[WORK TO COMPLETE]
Only the words of the entries are wanted, repeated exactly and without images.

RECORDS TO USE Start Marker

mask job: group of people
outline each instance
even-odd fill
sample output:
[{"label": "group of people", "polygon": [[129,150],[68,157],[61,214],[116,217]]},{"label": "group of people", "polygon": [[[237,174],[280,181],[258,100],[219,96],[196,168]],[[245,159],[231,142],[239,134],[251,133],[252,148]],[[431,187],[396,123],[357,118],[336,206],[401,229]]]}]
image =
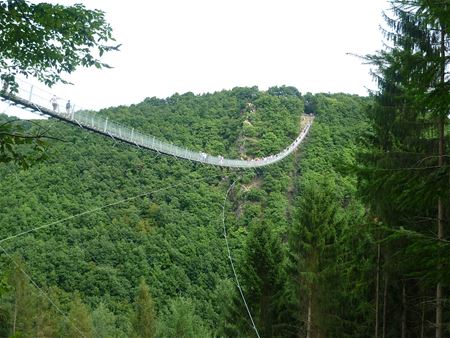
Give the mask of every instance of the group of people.
[{"label": "group of people", "polygon": [[[309,123],[308,123],[308,124],[309,124]],[[305,136],[305,134],[307,133],[307,130],[308,130],[308,125],[303,129],[303,131],[300,133],[300,135],[297,136],[297,138],[295,139],[295,141],[292,142],[287,148],[285,148],[283,152],[289,152],[289,151],[291,151],[293,148],[297,147],[298,144],[302,141],[302,139],[303,139],[303,137]],[[280,156],[280,154],[269,155],[269,156],[266,156],[266,157],[263,157],[263,158],[256,157],[256,158],[252,158],[250,161],[251,161],[251,162],[259,162],[259,161],[265,162],[265,161],[270,161],[270,160],[272,160],[272,159],[274,159],[274,158],[276,159],[276,158],[278,158],[279,156]],[[222,162],[221,162],[221,163],[222,163]]]},{"label": "group of people", "polygon": [[[289,152],[290,150],[292,150],[292,148],[295,148],[301,142],[301,140],[303,139],[303,137],[304,137],[304,135],[306,133],[306,130],[307,130],[307,127],[305,127],[305,129],[303,129],[303,131],[295,139],[294,142],[292,142],[286,149],[284,149],[284,152]],[[201,152],[200,153],[200,157],[201,157],[202,162],[206,162],[207,159],[208,159],[208,154],[204,153],[204,152]],[[218,157],[219,157],[219,163],[223,164],[223,156],[219,155]],[[263,158],[256,157],[256,158],[250,159],[249,161],[250,162],[269,161],[269,160],[271,160],[273,158],[277,158],[277,157],[279,157],[279,154],[270,155],[270,156],[263,157]],[[241,158],[241,160],[245,161],[243,158]]]},{"label": "group of people", "polygon": [[[50,99],[50,103],[52,104],[52,108],[54,112],[59,112],[59,104],[58,104],[58,98],[56,95],[53,95],[53,97]],[[72,109],[72,103],[70,103],[70,100],[66,103],[66,113],[67,115],[70,115]]]},{"label": "group of people", "polygon": [[[2,86],[1,86],[1,92],[4,94],[8,93],[8,89],[9,89],[9,83],[7,81],[3,81]],[[50,99],[50,103],[52,105],[53,111],[54,112],[59,112],[59,103],[58,103],[58,97],[56,95],[53,95],[52,98]],[[66,102],[66,113],[67,115],[70,115],[72,112],[72,103],[70,102],[70,100],[68,100]]]}]

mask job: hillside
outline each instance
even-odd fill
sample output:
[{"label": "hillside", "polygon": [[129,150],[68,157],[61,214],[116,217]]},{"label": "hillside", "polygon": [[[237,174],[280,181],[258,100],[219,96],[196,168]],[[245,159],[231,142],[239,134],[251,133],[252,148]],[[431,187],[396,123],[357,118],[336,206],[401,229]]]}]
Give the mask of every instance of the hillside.
[{"label": "hillside", "polygon": [[[248,171],[180,161],[57,121],[39,122],[61,141],[49,141],[47,159],[28,170],[0,167],[0,238],[67,220],[0,243],[18,262],[1,256],[0,336],[8,336],[13,323],[24,336],[77,336],[74,327],[86,336],[138,335],[143,279],[154,300],[157,336],[175,336],[180,325],[186,337],[251,337],[227,257],[223,206],[233,260],[261,336],[295,336],[305,327],[305,311],[321,317],[333,337],[355,332],[361,318],[368,324],[366,296],[373,285],[361,275],[373,272],[373,262],[358,265],[349,255],[359,253],[350,243],[364,216],[350,169],[367,131],[366,104],[346,94],[252,87],[147,98],[98,112],[173,144],[230,158],[279,152],[299,133],[304,107],[317,115],[299,151]],[[332,191],[333,226],[297,236],[304,192],[315,184]],[[303,244],[294,243],[299,238]],[[300,265],[311,263],[314,252],[325,253],[307,265],[310,276],[294,268],[296,245],[307,247]],[[374,248],[370,236],[357,245]],[[299,276],[303,281],[296,283]],[[355,276],[363,280],[357,288]],[[318,296],[299,299],[312,280]],[[334,302],[323,302],[331,293]],[[354,310],[340,311],[357,298]],[[361,337],[368,332],[366,325],[358,330]]]}]

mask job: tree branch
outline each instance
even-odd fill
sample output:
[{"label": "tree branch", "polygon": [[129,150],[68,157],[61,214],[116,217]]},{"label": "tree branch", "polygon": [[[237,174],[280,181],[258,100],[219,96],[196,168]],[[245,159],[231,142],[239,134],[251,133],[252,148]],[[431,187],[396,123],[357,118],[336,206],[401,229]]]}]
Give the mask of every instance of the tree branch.
[{"label": "tree branch", "polygon": [[61,142],[67,142],[66,140],[54,137],[54,136],[46,136],[46,135],[23,135],[23,134],[14,134],[14,133],[6,133],[6,132],[0,132],[0,135],[6,135],[11,137],[18,137],[18,138],[26,138],[26,139],[50,139],[50,140],[56,140]]}]

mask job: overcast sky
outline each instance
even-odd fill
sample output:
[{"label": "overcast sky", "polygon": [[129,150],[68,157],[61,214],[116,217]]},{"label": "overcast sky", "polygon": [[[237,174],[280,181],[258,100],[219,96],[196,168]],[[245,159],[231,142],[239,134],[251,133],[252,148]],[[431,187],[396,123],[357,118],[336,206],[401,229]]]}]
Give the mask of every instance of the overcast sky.
[{"label": "overcast sky", "polygon": [[104,58],[113,69],[80,69],[66,76],[74,85],[51,89],[93,109],[254,85],[367,95],[369,67],[347,53],[381,48],[388,8],[386,0],[48,2],[105,11],[122,44]]}]

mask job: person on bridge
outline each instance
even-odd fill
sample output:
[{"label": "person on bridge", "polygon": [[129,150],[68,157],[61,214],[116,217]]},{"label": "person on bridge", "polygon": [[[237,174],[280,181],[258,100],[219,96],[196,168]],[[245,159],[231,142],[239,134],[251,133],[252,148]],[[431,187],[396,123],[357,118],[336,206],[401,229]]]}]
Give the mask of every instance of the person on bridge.
[{"label": "person on bridge", "polygon": [[58,109],[58,99],[56,98],[56,95],[53,95],[50,99],[50,103],[52,104],[53,111],[56,111]]},{"label": "person on bridge", "polygon": [[72,108],[72,105],[70,104],[70,100],[66,103],[66,113],[67,115],[70,115],[70,108]]}]

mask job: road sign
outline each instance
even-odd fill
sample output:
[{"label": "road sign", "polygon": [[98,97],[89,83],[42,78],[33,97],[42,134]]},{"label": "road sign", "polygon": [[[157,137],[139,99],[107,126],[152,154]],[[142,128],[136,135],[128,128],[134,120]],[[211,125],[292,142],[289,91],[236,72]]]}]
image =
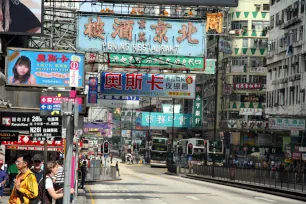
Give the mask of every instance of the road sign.
[{"label": "road sign", "polygon": [[38,116],[29,123],[30,136],[34,141],[45,140],[46,138],[61,140],[61,124],[62,118],[60,116],[43,118]]},{"label": "road sign", "polygon": [[82,111],[83,99],[81,97],[69,98],[60,96],[41,96],[40,113],[41,115],[60,115],[62,101],[78,102],[78,111]]}]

RECORDS TO USE End Marker

[ANSWER SECTION]
mask job: group of people
outline each instance
even-odd fill
sample output:
[{"label": "group of people", "polygon": [[129,150],[68,157],[61,214],[116,217]]},{"label": "group of people", "polygon": [[[237,174],[280,181],[258,100],[219,96],[196,168]],[[245,159],[231,142],[239,134],[251,133],[252,148]],[[431,187],[396,123],[357,118],[336,206],[401,229]]]}]
image =
Give the mask of every instance of the group of people.
[{"label": "group of people", "polygon": [[[309,123],[308,123],[308,124],[309,124]],[[305,136],[305,134],[307,133],[307,130],[308,130],[308,125],[303,129],[303,131],[300,133],[300,135],[297,136],[297,138],[295,139],[295,141],[292,142],[287,148],[285,148],[283,152],[289,152],[289,151],[291,151],[293,148],[297,147],[298,144],[302,141],[302,139],[303,139],[303,137]],[[280,156],[280,154],[269,155],[269,156],[266,156],[266,157],[263,157],[263,158],[256,157],[256,158],[252,158],[250,161],[251,161],[251,162],[259,162],[259,161],[265,162],[265,161],[270,161],[270,160],[272,160],[272,159],[274,159],[274,158],[276,159],[276,158],[278,158],[279,156]],[[222,162],[221,162],[221,163],[222,163]]]},{"label": "group of people", "polygon": [[[289,152],[290,150],[292,150],[292,148],[295,148],[301,142],[301,140],[303,139],[303,137],[304,137],[304,135],[306,133],[306,130],[307,130],[307,127],[305,127],[305,129],[303,129],[303,131],[295,139],[294,142],[292,142],[286,149],[284,149],[284,152]],[[201,152],[200,153],[200,157],[201,157],[202,162],[206,162],[207,159],[208,159],[208,154],[204,153],[204,152]],[[218,157],[219,157],[219,163],[223,164],[223,156],[219,155]],[[263,158],[256,157],[256,158],[250,159],[249,161],[250,162],[269,161],[269,160],[271,160],[273,158],[277,158],[277,157],[279,157],[279,154],[270,155],[270,156],[263,157]],[[241,158],[241,160],[245,161],[243,158]]]},{"label": "group of people", "polygon": [[[50,99],[50,103],[52,104],[52,108],[54,112],[59,112],[59,104],[58,104],[58,98],[56,95],[53,95],[53,97]],[[72,109],[72,103],[70,103],[70,100],[66,103],[66,113],[67,115],[70,115]]]},{"label": "group of people", "polygon": [[[2,86],[1,86],[1,92],[4,94],[8,93],[8,89],[9,89],[9,83],[7,81],[3,81]],[[50,99],[50,103],[52,105],[53,111],[54,112],[59,112],[59,103],[58,103],[58,97],[56,95],[53,95],[52,98]],[[66,102],[66,113],[67,115],[70,115],[72,112],[72,103],[70,102],[70,100],[68,100]]]}]

mask job: hillside
outline each instance
even-odd fill
sample output:
[{"label": "hillside", "polygon": [[129,150],[68,157],[61,214],[116,217]]},{"label": "hillside", "polygon": [[[237,174],[280,181],[258,100],[219,96],[196,168]],[[245,159],[231,142],[239,134],[251,133],[252,148]],[[431,187],[396,123],[357,118],[336,206],[401,229]]]}]
Give the mask of every instance of the hillside.
[{"label": "hillside", "polygon": [[[248,171],[180,161],[57,121],[39,122],[61,141],[49,141],[47,159],[28,170],[0,167],[0,238],[67,220],[0,243],[18,262],[1,256],[0,336],[8,336],[13,323],[24,336],[77,336],[74,327],[86,336],[138,335],[143,279],[154,300],[157,336],[175,336],[180,325],[186,337],[251,337],[227,257],[223,206],[233,260],[261,336],[295,336],[305,327],[305,311],[321,317],[333,337],[355,332],[361,318],[368,324],[366,296],[373,285],[361,275],[373,272],[373,262],[358,265],[349,255],[359,253],[350,243],[364,216],[350,169],[367,131],[366,104],[346,94],[252,87],[147,98],[98,112],[173,144],[230,158],[279,152],[299,133],[304,107],[317,115],[299,151]],[[332,191],[333,226],[297,236],[304,192],[315,184]],[[303,244],[294,243],[299,238]],[[300,265],[311,263],[314,252],[325,253],[307,265],[310,276],[294,268],[296,245],[307,247]],[[374,248],[370,236],[357,245]],[[299,276],[303,281],[296,283]],[[355,276],[363,280],[357,288]],[[318,296],[299,299],[312,280]],[[334,302],[323,302],[331,293]],[[354,310],[340,311],[357,298]],[[361,337],[368,332],[366,325],[358,330]]]}]

mask job: tree branch
outline each instance
even-odd fill
sample output:
[{"label": "tree branch", "polygon": [[129,150],[68,157],[61,214],[116,217]]},{"label": "tree branch", "polygon": [[[237,174],[280,181],[258,100],[219,96],[196,168]],[[245,159],[231,142],[239,134],[251,133],[252,148]],[[431,187],[396,123],[357,118],[336,206],[401,229]]]}]
Give the mask of every instance of the tree branch.
[{"label": "tree branch", "polygon": [[61,142],[67,142],[66,140],[54,137],[54,136],[46,136],[46,135],[23,135],[23,134],[14,134],[14,133],[6,133],[6,132],[0,132],[0,135],[6,135],[11,137],[18,137],[18,138],[26,138],[26,139],[50,139],[50,140],[56,140]]}]

mask job: overcast sky
outline each instance
even-odd fill
sample output:
[{"label": "overcast sky", "polygon": [[129,150],[68,157],[61,214],[116,217]]},{"label": "overcast sky", "polygon": [[[237,174],[280,181],[258,100],[219,96],[196,168]],[[245,159],[231,142],[239,134],[251,133],[252,148]],[[431,187],[396,123],[357,118],[336,206],[401,229]]]}]
Give the mask of every instance of the overcast sky.
[{"label": "overcast sky", "polygon": [[104,58],[113,69],[80,69],[66,76],[74,85],[51,89],[93,109],[254,85],[367,95],[369,67],[347,53],[381,48],[388,8],[386,0],[48,2],[105,11],[122,44]]}]

mask job: person on bridge
outline each instance
even-odd fill
sample output:
[{"label": "person on bridge", "polygon": [[129,150],[68,157],[61,214],[116,217]]},{"label": "person on bridge", "polygon": [[[237,174],[280,181],[258,100],[219,96],[196,168]],[[245,159],[231,142],[239,134],[251,133],[252,148]],[[431,187],[396,123],[357,118],[336,206],[401,229]]]}]
Give the mask of every instance of the person on bridge.
[{"label": "person on bridge", "polygon": [[58,109],[58,99],[56,98],[56,95],[53,95],[50,99],[50,103],[52,104],[53,111],[56,111]]},{"label": "person on bridge", "polygon": [[72,108],[72,105],[70,104],[70,100],[66,103],[66,113],[67,115],[70,115],[70,108]]}]

mask job: road sign
outline each instance
even-odd fill
sample output:
[{"label": "road sign", "polygon": [[98,97],[89,83],[42,78],[33,97],[42,134]]},{"label": "road sign", "polygon": [[[157,137],[139,99],[107,126],[152,154]],[[142,128],[136,135],[128,128],[134,120]],[[211,125],[292,142],[289,91],[236,72]]]}]
image =
Give the mask of every instance of the road sign.
[{"label": "road sign", "polygon": [[38,116],[29,123],[30,136],[34,141],[45,140],[46,138],[61,140],[61,124],[62,118],[60,116],[43,118]]},{"label": "road sign", "polygon": [[82,111],[83,99],[81,97],[69,98],[60,96],[41,96],[40,113],[41,115],[60,115],[62,101],[78,102],[78,111]]}]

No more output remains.